» What to do: For each line below that holds the word "vertical", make a copy.

» Records supplied:

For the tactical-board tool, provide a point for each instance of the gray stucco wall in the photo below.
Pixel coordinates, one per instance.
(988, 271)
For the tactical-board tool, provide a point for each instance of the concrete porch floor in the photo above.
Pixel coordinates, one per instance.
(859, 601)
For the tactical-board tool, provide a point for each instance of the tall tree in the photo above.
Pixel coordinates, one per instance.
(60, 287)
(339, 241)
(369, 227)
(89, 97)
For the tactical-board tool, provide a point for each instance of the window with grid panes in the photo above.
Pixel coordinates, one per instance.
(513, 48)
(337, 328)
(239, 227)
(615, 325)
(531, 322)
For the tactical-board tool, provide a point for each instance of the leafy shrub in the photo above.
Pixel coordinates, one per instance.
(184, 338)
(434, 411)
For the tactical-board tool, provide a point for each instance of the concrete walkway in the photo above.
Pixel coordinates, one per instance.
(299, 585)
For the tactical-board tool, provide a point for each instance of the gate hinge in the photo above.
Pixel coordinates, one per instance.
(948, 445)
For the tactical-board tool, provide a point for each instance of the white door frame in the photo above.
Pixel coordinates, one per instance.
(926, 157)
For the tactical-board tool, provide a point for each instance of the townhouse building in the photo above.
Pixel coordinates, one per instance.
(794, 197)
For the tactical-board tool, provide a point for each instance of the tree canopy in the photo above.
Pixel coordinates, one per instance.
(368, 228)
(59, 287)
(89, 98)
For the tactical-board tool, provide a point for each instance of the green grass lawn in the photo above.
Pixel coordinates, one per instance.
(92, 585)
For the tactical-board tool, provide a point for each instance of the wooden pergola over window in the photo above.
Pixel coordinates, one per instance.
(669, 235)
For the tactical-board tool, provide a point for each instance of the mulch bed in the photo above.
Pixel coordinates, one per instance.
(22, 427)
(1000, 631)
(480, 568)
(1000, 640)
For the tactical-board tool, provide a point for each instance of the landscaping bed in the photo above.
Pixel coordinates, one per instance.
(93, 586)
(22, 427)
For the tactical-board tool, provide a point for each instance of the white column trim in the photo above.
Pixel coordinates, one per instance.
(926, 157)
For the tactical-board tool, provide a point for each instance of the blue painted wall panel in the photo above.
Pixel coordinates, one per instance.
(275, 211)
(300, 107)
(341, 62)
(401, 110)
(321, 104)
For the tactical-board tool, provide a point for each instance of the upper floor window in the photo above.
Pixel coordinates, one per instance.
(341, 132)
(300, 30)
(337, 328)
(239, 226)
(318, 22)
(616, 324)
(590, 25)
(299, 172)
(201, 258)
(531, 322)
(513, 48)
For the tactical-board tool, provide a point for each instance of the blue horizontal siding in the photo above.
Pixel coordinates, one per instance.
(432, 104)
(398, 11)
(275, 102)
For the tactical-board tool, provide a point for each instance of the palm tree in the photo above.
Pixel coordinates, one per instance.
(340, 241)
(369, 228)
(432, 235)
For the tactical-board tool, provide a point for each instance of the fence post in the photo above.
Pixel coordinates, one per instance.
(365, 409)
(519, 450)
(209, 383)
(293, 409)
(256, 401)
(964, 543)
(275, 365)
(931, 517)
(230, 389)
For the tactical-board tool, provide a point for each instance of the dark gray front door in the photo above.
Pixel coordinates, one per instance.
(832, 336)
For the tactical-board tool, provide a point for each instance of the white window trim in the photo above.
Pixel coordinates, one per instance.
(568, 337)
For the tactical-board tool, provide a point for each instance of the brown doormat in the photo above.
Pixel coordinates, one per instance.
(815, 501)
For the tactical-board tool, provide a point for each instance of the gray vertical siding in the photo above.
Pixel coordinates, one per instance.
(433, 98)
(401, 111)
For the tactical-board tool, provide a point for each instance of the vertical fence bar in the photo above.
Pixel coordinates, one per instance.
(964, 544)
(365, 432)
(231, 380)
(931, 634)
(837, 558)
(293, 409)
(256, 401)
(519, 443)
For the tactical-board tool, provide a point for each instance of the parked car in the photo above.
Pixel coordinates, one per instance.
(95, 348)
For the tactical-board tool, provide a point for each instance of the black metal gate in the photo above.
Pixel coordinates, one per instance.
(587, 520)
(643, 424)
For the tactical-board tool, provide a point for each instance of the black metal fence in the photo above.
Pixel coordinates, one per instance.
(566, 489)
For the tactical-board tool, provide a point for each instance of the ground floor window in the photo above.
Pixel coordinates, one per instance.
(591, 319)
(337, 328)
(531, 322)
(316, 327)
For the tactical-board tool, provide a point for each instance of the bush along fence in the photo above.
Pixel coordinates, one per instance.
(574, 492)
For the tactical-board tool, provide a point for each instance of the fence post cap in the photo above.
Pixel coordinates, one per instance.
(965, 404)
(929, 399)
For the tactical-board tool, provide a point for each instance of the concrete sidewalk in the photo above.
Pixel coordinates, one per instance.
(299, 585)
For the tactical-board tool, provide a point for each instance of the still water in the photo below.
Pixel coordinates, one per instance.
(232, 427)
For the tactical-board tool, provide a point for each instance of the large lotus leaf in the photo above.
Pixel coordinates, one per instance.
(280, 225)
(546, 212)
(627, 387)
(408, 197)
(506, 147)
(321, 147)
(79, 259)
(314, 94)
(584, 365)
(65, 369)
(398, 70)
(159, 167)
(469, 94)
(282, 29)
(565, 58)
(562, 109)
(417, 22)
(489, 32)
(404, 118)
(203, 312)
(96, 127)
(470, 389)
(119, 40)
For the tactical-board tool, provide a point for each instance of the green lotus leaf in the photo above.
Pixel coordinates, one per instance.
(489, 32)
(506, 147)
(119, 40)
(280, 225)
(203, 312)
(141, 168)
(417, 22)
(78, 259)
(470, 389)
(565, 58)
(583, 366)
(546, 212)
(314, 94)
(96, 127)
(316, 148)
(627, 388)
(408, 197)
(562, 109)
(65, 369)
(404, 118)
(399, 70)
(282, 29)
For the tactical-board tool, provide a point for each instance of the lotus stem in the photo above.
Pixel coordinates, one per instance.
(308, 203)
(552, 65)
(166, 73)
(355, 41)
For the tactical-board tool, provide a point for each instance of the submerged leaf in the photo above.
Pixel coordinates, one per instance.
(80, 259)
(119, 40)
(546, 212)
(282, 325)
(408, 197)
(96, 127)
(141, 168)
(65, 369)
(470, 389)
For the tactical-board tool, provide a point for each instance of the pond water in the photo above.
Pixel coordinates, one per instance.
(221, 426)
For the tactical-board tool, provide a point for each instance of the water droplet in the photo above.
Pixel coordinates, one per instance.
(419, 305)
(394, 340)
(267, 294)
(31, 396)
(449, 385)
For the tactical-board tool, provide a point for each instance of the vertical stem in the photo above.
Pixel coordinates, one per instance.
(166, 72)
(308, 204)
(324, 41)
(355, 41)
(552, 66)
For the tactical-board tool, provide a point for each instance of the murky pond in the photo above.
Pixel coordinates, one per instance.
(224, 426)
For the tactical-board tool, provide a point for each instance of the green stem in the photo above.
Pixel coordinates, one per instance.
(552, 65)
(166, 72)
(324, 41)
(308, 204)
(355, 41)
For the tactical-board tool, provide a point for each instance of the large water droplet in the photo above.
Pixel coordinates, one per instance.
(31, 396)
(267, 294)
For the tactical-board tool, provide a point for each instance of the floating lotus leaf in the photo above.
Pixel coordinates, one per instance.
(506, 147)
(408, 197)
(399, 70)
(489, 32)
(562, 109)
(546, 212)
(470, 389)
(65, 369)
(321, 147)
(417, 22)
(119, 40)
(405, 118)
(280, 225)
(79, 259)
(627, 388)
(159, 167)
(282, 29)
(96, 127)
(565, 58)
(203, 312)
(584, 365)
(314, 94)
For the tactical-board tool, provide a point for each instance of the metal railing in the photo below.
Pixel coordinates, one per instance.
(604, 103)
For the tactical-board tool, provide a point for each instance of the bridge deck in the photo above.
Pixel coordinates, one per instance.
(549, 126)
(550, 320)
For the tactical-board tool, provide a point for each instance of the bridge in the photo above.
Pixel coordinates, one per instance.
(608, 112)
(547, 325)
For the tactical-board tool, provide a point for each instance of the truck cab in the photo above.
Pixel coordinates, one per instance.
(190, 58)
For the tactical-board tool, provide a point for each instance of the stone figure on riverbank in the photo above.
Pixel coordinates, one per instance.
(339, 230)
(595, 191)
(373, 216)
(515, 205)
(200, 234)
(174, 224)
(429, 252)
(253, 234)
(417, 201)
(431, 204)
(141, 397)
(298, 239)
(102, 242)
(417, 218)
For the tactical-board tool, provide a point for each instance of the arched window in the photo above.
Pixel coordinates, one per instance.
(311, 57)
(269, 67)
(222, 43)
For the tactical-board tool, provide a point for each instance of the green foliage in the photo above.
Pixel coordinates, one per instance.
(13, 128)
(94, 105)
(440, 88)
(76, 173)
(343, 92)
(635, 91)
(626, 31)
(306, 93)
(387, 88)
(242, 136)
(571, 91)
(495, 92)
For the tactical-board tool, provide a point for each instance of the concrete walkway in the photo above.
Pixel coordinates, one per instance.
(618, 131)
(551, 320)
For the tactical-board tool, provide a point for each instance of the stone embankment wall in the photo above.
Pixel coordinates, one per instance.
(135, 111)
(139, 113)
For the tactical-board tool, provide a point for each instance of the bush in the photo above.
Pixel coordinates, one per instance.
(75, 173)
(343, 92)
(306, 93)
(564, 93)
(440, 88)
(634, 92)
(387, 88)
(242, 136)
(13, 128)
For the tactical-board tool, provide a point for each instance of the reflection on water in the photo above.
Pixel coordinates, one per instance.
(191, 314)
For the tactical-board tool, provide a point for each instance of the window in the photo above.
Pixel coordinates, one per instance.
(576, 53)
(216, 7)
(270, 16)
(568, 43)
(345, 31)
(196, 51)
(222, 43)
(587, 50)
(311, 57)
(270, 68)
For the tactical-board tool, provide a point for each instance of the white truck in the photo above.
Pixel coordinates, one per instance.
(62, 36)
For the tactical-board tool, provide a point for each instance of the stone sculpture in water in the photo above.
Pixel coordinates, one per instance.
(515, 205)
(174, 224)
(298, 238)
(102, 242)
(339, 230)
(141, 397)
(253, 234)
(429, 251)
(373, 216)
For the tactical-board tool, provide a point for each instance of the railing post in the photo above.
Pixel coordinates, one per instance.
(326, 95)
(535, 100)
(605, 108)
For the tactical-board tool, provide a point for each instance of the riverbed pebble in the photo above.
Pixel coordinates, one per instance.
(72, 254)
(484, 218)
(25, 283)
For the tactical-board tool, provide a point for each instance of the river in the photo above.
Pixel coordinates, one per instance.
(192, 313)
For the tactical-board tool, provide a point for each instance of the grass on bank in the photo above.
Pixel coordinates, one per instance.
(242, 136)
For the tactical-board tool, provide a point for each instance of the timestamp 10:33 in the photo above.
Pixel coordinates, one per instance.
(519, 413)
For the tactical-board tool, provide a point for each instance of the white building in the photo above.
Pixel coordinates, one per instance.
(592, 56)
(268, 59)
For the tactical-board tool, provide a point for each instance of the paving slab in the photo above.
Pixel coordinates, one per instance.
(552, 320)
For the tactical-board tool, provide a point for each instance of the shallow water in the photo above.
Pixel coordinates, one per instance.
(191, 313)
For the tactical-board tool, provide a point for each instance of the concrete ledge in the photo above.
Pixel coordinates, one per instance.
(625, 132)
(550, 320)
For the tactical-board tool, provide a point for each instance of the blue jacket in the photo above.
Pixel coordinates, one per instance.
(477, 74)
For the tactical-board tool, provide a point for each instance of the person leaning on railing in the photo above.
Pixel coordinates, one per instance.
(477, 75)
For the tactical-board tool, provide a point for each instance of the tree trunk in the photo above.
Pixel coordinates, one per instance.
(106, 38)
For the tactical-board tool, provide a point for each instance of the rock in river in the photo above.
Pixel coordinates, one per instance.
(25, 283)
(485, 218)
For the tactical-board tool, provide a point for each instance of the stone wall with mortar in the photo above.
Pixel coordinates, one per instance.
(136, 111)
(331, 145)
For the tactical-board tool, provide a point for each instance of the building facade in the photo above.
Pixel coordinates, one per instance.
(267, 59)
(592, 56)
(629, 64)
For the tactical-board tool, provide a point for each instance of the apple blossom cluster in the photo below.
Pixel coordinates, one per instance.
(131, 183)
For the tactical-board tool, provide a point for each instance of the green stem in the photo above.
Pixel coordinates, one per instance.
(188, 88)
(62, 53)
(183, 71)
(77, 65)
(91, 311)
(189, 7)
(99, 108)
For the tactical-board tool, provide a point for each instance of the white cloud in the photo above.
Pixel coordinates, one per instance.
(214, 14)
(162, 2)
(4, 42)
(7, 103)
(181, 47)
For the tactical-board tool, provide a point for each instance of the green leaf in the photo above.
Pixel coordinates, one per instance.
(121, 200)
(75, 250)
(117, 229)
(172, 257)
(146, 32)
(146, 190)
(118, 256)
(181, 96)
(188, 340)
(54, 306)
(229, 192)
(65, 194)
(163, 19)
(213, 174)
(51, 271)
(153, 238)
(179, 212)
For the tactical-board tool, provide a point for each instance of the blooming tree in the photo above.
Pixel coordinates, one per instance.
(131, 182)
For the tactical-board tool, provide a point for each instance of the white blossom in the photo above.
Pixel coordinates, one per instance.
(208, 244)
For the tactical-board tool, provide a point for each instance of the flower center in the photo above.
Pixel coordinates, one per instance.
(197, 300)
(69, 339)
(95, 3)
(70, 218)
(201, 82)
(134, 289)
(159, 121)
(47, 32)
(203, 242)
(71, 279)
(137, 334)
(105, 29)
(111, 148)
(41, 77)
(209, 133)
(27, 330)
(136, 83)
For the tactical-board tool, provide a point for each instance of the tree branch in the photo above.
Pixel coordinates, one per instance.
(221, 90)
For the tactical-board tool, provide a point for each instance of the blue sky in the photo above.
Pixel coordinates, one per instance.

» Solution for this problem:
For the tactical-board tool, provide a point for each instance of the gray vertical siding in the photo above.
For the tactical-board tool, provide a point for each instance of the vertical fence bar in the photo above.
For the tactical-board tool, provide a point for each instance of the vertical stem in the photo above.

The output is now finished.